(Reading passage):
Start of Block

Most of us working with Foldit or Rosetta do not think much about folding pathways (as one colleague put it, "Who cares?"). We lean heavily on the assumption that a chain of amino acids will naturally adopt its lowest-energy structure (see Anfinsen's dogma), and we don't worry too much about the path required to get there. In other words, we're more interested in how a protein system behaves at equilibrium; exactly how the system reaches equilibrium is another matter. Coincidentally, I am not an expert in folding kinetics, but I can touch on the main points.
Most people agree that strong, local interactions will form first (e.g. the short-range hydrogen bonds that stabilize α-helices and β-hairpins); and weak, nonlocal interactions will form more slowly (e.g. β-strand pairings between distant residues, interactions between pre-folded domains, etc.).
Many small proteins seem to fold via a concerted, two-state mechanism. You might imagine that such a protein is translated completely by the ribosome, and exists briefly as a random coil in solution before collapsing all-at-once into a stable fold. We observe such proteins in only two states: either completely unfolded or completely folded. This is the most likely scenario for the types of small proteins (<150 residues) that are encountered in Foldit puzzles.
Larger proteins seem to follow more complex, multi-state folding pathways. In some cases, we can actually observe multiple populations of a protein that exists in various, discrete stages of “foldedness.” Many of these proteins even fold co-translationally in the cell, so that the N-terminus of the protein might be completely folded before the ribosome finishes translating the C-terminus. In fact, there is evidence that certain genes have evolved “brake” regions in their mRNA, which actually slow down the ribosome at certain points during translation so that the N-terminus has a chance to fold before the C-terminus is translated.
If you want to know more (and we hope you do), I strongly recommend this review article by Dill et al. It is a clearly-written overview intended for readers outside of the field. And, like any good review, it includes many pages of references for more curious readers.
More about the Blueprint Tool
Foldit players posed several great questions about the Blueprint tool for our last Science chat, but we didn’t have time to answer all of them. We're long overdue for an in-depth explanation about the Blueprint tool, but it seems that players are finding the tool useful and we'd like to share more about it's mechanics. In particular, we hope this blog post can shed some light on the following question:
It has been pointed out that removing Blueprint tool constraints towards the end allows for substantial score improvement. Why is this, as it seems counterintuitive? – gitwut
Before I answer this question, I’d like to offer a little more background on the Blueprint tool:
There are two motivations behind the Blueprint tool: The first is simply to make “ideal loops” more accessible to players. The Ideal Loop Filter has helped Foldit designs tremendously, and the recent top-scoring designs have all had excellent loops. However, it seemed that players were required to do a lot of work in order to satisfy that filter. Hopefully, the Blueprint tool has made it easier (especially for beginners) to satisfy the Ideal Loop Filter.

End of Block

(What you will do): List every person or player named in the passage on protein folding.

(Raw data):
Start of Block

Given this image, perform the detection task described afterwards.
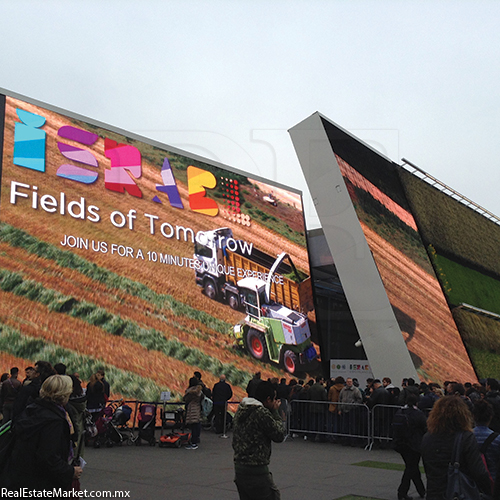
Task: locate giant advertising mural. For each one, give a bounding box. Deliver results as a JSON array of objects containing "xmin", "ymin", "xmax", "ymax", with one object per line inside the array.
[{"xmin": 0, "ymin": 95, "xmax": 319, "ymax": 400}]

End of Block
Start of Block

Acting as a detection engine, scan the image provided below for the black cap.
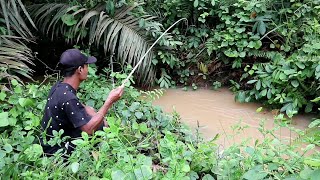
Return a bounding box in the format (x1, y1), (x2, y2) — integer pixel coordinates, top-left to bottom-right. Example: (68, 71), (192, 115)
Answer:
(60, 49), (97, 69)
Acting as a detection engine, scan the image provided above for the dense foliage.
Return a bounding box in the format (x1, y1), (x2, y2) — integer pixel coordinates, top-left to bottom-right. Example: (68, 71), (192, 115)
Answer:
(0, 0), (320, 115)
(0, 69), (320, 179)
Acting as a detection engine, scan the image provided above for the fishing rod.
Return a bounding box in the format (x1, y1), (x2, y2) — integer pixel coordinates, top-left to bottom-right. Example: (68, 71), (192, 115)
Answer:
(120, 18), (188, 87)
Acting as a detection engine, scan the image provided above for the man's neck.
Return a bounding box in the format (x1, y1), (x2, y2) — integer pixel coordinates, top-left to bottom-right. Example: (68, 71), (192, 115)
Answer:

End of Block
Start of Block

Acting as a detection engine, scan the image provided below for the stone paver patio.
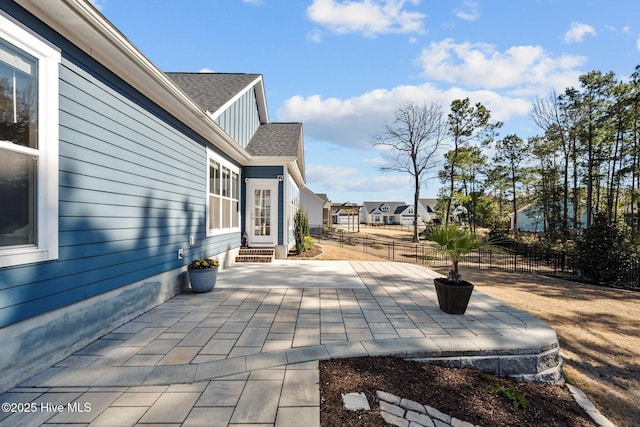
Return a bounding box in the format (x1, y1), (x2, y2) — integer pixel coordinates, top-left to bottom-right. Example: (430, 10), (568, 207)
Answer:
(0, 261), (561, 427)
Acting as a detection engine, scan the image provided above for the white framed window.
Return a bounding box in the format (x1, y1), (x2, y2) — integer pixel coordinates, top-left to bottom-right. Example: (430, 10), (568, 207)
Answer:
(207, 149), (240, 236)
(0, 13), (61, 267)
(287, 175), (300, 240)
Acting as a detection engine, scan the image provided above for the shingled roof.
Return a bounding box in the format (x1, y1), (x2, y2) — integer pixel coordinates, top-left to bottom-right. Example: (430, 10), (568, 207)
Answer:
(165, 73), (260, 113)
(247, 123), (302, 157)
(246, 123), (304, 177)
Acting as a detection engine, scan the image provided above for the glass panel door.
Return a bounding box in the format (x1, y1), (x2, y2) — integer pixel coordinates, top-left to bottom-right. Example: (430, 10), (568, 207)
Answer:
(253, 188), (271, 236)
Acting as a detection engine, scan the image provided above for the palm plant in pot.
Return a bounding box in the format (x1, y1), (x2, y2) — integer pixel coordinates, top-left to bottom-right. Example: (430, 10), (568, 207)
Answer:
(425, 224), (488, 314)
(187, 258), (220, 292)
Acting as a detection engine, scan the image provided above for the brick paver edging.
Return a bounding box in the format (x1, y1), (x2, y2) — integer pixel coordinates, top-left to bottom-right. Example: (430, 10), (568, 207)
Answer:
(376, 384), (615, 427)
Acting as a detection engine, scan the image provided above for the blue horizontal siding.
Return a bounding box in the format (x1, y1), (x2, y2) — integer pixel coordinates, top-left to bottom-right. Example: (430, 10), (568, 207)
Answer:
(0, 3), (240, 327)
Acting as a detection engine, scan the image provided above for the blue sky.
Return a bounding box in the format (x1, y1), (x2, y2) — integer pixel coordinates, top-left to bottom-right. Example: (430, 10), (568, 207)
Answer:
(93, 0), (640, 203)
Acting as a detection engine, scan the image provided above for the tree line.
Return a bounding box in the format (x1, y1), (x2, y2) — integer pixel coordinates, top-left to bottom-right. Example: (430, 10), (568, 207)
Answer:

End of Block

(Answer for this exercise): Anfinsen, Dill, and gitwut.